» **Objective**
Select every line below that contains the string "ymin" and copy each one out.

Rows of bounding box annotation data:
☆ ☆ ☆ ☆ ☆
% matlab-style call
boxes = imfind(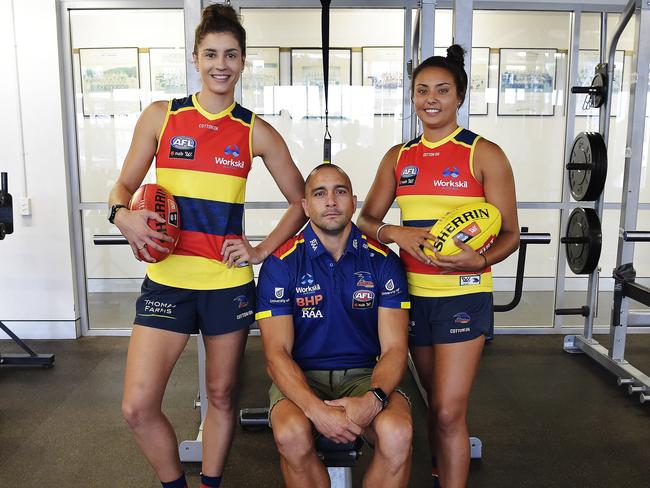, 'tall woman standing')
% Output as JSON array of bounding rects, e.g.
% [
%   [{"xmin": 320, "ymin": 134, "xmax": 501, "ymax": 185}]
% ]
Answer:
[
  {"xmin": 109, "ymin": 5, "xmax": 305, "ymax": 488},
  {"xmin": 358, "ymin": 45, "xmax": 519, "ymax": 488}
]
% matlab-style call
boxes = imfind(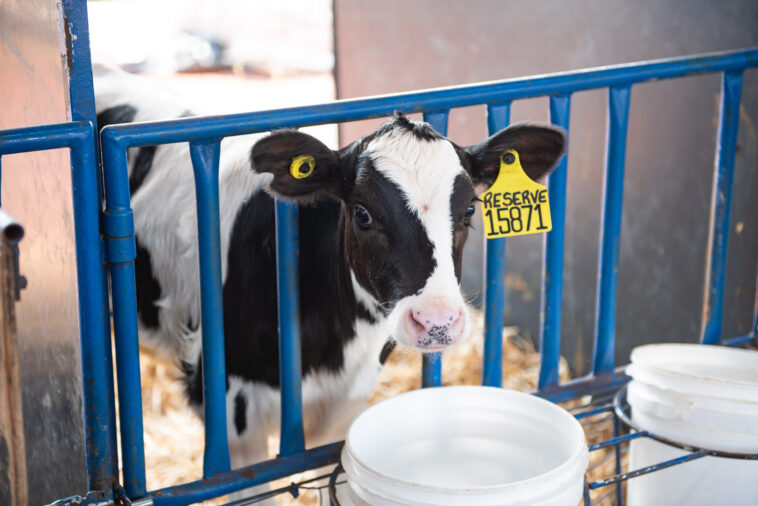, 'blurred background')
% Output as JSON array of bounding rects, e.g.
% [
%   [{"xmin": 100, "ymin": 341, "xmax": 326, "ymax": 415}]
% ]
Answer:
[{"xmin": 89, "ymin": 0, "xmax": 758, "ymax": 375}]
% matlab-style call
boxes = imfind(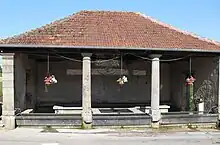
☆ ☆ ☆ ☆ ☆
» **Full response**
%   [{"xmin": 320, "ymin": 134, "xmax": 501, "ymax": 185}]
  {"xmin": 109, "ymin": 5, "xmax": 305, "ymax": 488},
  {"xmin": 358, "ymin": 45, "xmax": 519, "ymax": 488}
%   [{"xmin": 100, "ymin": 341, "xmax": 326, "ymax": 415}]
[{"xmin": 89, "ymin": 0, "xmax": 758, "ymax": 375}]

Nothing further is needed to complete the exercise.